Material for the task.
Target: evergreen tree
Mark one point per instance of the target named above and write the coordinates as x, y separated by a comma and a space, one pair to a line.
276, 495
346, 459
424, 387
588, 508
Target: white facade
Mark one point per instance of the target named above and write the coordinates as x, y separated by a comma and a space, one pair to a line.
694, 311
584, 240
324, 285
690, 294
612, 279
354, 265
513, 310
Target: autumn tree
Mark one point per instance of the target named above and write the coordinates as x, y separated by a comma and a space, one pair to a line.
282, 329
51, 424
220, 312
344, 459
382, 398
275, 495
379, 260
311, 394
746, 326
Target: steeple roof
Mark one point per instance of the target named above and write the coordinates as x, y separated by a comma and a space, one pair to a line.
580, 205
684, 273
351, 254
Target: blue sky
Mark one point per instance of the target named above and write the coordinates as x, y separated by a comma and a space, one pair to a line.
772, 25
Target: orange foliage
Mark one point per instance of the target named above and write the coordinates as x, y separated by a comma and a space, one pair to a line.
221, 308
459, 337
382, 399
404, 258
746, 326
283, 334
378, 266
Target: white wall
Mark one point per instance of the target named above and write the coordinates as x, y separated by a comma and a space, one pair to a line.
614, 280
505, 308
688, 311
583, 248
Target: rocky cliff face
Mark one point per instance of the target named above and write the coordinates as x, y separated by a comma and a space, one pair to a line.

Assignment. Transcribe each line of the data above, unaltered, from the one where "Target: autumn tree" appears to the one where "Target: orange foliage" appears, inclusive of both.

Answer box.
Target: autumn tree
Mark one point per instance of the target named above and write the coordinates as x, y separated by a comma and a space, one pair to a line.
282, 329
51, 424
220, 312
344, 459
382, 398
275, 495
379, 260
311, 394
746, 326
Target: steeple roof
Mark one point per instance of the target named above and write the coordinates as x, y separated by a comma and a space, one pair to a line.
580, 205
684, 273
351, 254
Target: blue sky
Mark one point per instance of the target named above and write the coordinates as x, y separated by a comma and a space, one pair to a line.
772, 25
Target: orange foliage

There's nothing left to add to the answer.